Aucune évaluation à proprement parlée des diverses réponses et initiatives à ce jour conçues, tentées, initiées ou planifiées afin de lutter contre le terrorisme au sahel n'a été menée pour en mesurer l'impact. Cependant, l'analyse d'un certain nombre d'enseignements permet de tirer une conclusion dont certains ont transpiré tout au long de cette analyse. La lutte contre la menace terroriste en Afrique de l'Ouest et particulièrement dans la bande sahélo-saharienne, est une entreprise complexe, qui doit prendre en compte une multitude d'aspects : diplomatique, politique, socioéconomique et sécuritaire, et les liens que ce fléau entretient avec d'autres problèmes tels que la criminalité transfrontalière organisée et précisément les différents trafics qui se sont développés dans la région408(*). Les Etats du sahel doivent prendre acte de cette réalité et collaborer plus étroitement pour éviter que les mouvements terroristes et les groupes criminels ne s'enracinent davantage dans cet espace. L'éradication du terrorisme au sahel passe, en effet, par un renforcement de la coopération entre tous les pays de la zone et non à travers des postures différentes et souvent divergentes dans la lutte contre AQMI.

Ainsi, en termes d'efficacité, la lutte contre le terrorisme et le crime organisé ne peuvent plus se concevoir à partir de catégories telles que l'intangibilité des frontières, la souveraineté ou les rivalités pour le leadership régional ; elle doit au contraire s'articuler autour de domaines d'application transversaux et sur des aires régionales intégrées, soumises aux mêmes problématiques et aux mêmes menaces, transcendant le prisme purement colonial409(*). « Il est temps de mieux méditer la réponse fondamentale, la restauration des nations historiques devant prévaloir sur les entités coloniales dressées artificiellement par les métropoles dans l'intérêt des calculs impériaux de l'époque ». « Il est temps de tourner la page coloniale et d'aller vers la régionalisation bien comprise et le respect des ensembles homogènes sur la base des grandes nations historiques ayant précédé le charcutage colonial ». L'Afrique doit désormais se réapproprier sa propre destinée.

CHAPITRE II :

ACTIONS CONCRETES ET DE CONCERTATIONS FACE A LA MENACE TERRORISTE AU SAHEL

Terrorisme, criminalité, piraterie, conflits internes, coup d'état, déstabilisation des pays secoués par le « printemps arabe », chaos en Libye, crise au Nord du Mali...l'année 2011 et 2012 n'aura pas épargné la sécurité de l'Afrique, qui connaît une situation toujours préoccupante, malgré des avancées positives (création d'un nouvel Etat au Sud-Soudan, résolution de la crise ivoirienne etc.). Les facteurs d'insécurité se diversifient, la violence ne recule pas et jamais les activités illicites n'ont connu une telle ampleur. Les Etats du continent ne parviennent pas à trouver la stabilité et la sécurité nécessaire à leur développement, malgré les efforts entrepris depuis plusieurs années. En effet, les pays d'Afrique subissent les effets de trois phénomènes : la persistance des conflits internes et des rebellions locales, le développement du crime organisé et l'enracinement du terrorisme djihadiste incarné par AQMI, les milices somaliennes AL-SHEBAB SHEBAB et la secte islamiste nigériane BOKO HARAM. Ces phénomènes concomitants représentent un défi considérable pour les pays africains.

• _Consigne_:
D'après l'extrait sur la lutte contre le terrorisme au Sahel, quels aspects cette lutte doit-elle prendre en compte ? Citez-les tous. Les entrées n'ont aucun rôle à jouer ici.

[Entrées de localisation d'objets dans des images]
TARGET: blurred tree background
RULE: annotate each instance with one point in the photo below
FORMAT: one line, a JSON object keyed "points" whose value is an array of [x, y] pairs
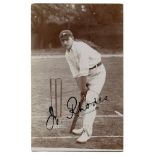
{"points": [[101, 24]]}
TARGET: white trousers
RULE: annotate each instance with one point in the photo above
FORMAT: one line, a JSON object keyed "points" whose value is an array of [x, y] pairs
{"points": [[95, 80]]}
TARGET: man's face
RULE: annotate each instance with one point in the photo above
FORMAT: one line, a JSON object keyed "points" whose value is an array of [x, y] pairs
{"points": [[67, 42]]}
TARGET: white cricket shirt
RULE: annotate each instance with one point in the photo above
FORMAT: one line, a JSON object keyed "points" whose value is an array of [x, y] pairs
{"points": [[81, 57]]}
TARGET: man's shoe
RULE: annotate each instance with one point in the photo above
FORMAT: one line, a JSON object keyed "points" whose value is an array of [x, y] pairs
{"points": [[84, 137], [77, 131]]}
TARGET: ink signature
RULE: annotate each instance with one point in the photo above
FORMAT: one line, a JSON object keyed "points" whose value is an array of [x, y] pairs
{"points": [[52, 119], [72, 105]]}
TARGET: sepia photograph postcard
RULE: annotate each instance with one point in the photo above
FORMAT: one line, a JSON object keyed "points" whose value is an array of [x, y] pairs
{"points": [[77, 77]]}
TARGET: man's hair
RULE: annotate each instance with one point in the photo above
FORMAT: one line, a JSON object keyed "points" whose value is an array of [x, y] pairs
{"points": [[90, 43]]}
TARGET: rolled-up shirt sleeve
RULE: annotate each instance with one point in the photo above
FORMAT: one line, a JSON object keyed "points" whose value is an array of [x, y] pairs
{"points": [[73, 67], [83, 61]]}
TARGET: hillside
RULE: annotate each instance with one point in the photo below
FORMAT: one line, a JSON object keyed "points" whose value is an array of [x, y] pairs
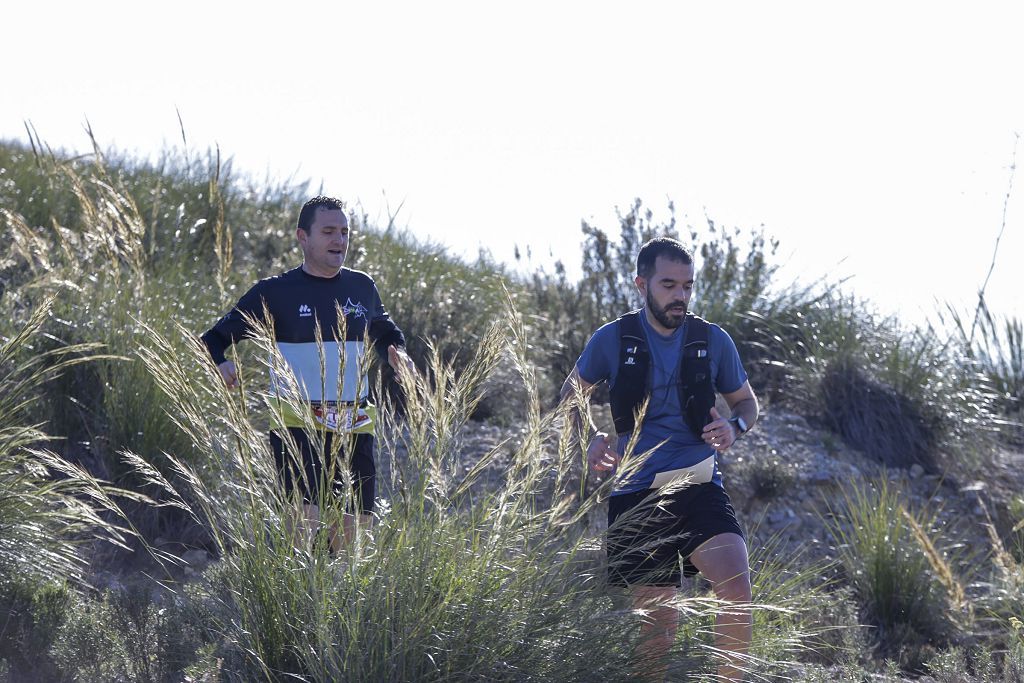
{"points": [[143, 536]]}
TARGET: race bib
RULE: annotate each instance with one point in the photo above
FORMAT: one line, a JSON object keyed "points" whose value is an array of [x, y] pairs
{"points": [[343, 418]]}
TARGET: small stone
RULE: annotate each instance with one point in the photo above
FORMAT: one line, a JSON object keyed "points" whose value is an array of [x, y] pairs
{"points": [[196, 557]]}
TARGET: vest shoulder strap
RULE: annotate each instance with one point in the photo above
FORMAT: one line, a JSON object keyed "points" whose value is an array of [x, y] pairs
{"points": [[696, 392], [630, 387]]}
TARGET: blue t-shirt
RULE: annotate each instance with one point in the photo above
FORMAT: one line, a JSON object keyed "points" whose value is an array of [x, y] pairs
{"points": [[664, 421]]}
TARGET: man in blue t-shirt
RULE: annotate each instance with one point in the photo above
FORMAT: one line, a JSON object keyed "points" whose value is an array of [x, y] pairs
{"points": [[677, 468]]}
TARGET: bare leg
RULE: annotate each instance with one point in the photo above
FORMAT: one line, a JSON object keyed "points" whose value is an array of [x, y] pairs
{"points": [[658, 630], [722, 559], [349, 524], [305, 521]]}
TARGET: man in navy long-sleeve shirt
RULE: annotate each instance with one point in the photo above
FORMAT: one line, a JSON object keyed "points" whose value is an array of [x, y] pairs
{"points": [[333, 385]]}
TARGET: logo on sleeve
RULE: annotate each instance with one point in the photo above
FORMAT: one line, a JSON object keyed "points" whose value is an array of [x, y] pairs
{"points": [[354, 309]]}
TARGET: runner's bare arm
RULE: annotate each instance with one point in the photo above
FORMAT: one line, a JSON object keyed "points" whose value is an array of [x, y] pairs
{"points": [[720, 433]]}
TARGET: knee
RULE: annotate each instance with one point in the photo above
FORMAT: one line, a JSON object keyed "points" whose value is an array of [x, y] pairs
{"points": [[736, 589]]}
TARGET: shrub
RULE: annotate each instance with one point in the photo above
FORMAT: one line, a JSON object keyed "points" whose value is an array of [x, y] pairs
{"points": [[875, 418], [31, 613]]}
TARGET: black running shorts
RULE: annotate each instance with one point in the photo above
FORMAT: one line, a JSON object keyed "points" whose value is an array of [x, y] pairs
{"points": [[312, 479], [645, 541]]}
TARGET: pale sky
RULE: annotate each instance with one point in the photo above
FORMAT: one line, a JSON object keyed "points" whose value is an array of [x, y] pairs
{"points": [[873, 139]]}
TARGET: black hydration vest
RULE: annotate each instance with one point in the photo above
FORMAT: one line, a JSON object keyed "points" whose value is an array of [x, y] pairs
{"points": [[696, 394]]}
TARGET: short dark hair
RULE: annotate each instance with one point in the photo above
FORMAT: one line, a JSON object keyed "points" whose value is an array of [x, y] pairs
{"points": [[667, 247], [308, 212]]}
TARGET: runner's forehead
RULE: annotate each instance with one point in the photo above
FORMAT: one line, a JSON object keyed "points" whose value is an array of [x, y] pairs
{"points": [[329, 218], [667, 268]]}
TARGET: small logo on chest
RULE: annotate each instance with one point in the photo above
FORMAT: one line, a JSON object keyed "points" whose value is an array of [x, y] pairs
{"points": [[353, 309]]}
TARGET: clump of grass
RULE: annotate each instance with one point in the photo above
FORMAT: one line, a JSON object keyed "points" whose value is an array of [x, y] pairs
{"points": [[906, 588]]}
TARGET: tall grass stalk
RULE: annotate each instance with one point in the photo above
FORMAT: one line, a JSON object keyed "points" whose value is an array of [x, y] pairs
{"points": [[48, 507], [899, 580]]}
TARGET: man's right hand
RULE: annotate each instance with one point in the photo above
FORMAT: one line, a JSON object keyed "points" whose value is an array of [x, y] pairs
{"points": [[229, 373], [600, 455]]}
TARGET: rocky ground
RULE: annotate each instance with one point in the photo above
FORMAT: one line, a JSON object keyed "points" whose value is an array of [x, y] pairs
{"points": [[781, 476]]}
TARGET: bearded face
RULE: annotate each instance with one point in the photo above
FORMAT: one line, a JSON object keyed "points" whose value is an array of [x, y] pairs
{"points": [[668, 292]]}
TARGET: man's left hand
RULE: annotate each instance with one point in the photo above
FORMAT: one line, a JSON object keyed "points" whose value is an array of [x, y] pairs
{"points": [[719, 433], [399, 360]]}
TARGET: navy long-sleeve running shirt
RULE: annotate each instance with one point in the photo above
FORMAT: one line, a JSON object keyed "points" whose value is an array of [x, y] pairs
{"points": [[296, 300]]}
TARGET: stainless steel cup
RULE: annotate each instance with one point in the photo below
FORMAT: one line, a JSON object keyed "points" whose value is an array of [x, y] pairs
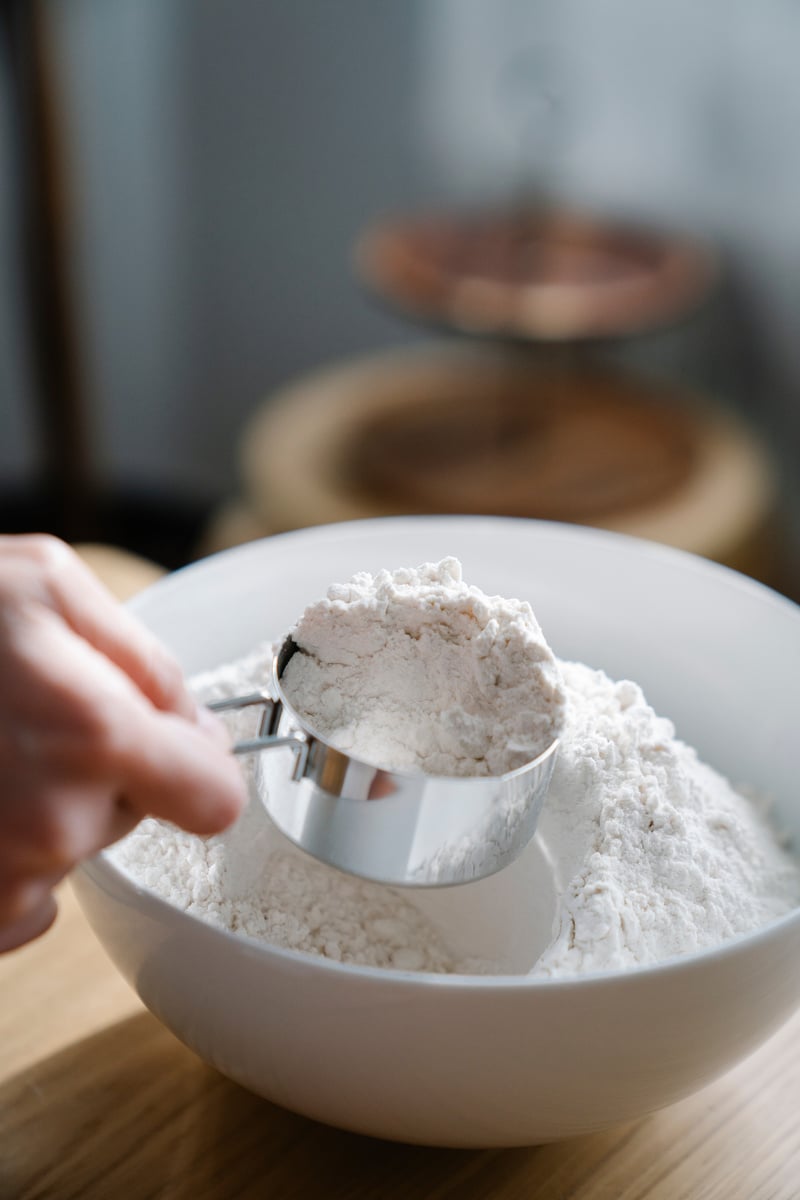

• _Réponse_:
- diplomatique
- politique
- socioéconomique
- sécuritaire